(EXERCISE INSTRUCTIONS):
Give every line of the entries below as a JSON list of strings, one string per line, with blank lines left out.
'''
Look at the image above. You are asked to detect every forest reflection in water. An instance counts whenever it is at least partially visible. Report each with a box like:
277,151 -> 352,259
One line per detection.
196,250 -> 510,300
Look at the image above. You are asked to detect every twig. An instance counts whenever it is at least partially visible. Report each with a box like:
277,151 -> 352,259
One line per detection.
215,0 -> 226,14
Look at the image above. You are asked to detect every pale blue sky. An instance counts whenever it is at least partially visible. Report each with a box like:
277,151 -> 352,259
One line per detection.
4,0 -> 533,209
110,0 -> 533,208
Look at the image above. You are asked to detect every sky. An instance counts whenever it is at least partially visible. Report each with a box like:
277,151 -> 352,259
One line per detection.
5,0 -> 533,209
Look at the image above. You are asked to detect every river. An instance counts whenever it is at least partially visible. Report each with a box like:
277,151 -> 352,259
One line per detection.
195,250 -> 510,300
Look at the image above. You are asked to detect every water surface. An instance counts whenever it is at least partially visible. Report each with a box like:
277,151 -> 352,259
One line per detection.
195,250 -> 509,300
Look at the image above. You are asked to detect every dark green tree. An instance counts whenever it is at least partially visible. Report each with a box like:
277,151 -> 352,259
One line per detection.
'''
(TASK RESULT):
[
  "Look at the image above. You are asked to detect every forest reflection in water. An instance counts whenever it is at least partially visible. Report each with a box like:",
  "277,151 -> 352,259",
  "One line per detection.",
  "196,250 -> 510,300",
  "Look at the image above. You are asked to detect every twig. An instance counts whenever it is at least partially visible. Report each with a box like:",
  "277,151 -> 352,259",
  "One line per detection.",
  "215,0 -> 226,14",
  "Look at the image above. You are asked to detect every pale blue sky. An instance counts whenever it is at least partially visible. Report each with a box like:",
  "277,151 -> 352,259",
  "One line per detection.",
  "4,0 -> 533,209",
  "110,0 -> 533,208",
  "Look at the image above. You are asked to detect every sky. An instance counts whenever it is at least partially visible. Report each with a box like:",
  "277,151 -> 352,259",
  "One line per detection.",
  "5,0 -> 533,209",
  "Look at the image above. You are asked to detect every river. An instance counts whenever it is at least partially visible. Report each with a box like:",
  "277,151 -> 352,259",
  "One line per detection.",
  "195,250 -> 510,300",
  "Look at the image above. You are asked to detect every water surface. An instance counts whenever it is at least partially visible. Report each with a box like:",
  "277,151 -> 352,259",
  "One line per detection.",
  "195,250 -> 509,300",
  "Look at the image above. You are asked to detect every dark green tree. An instance counts whenever it is at least partially visible. Report each with a box like:",
  "277,151 -> 352,259",
  "One line per detection."
]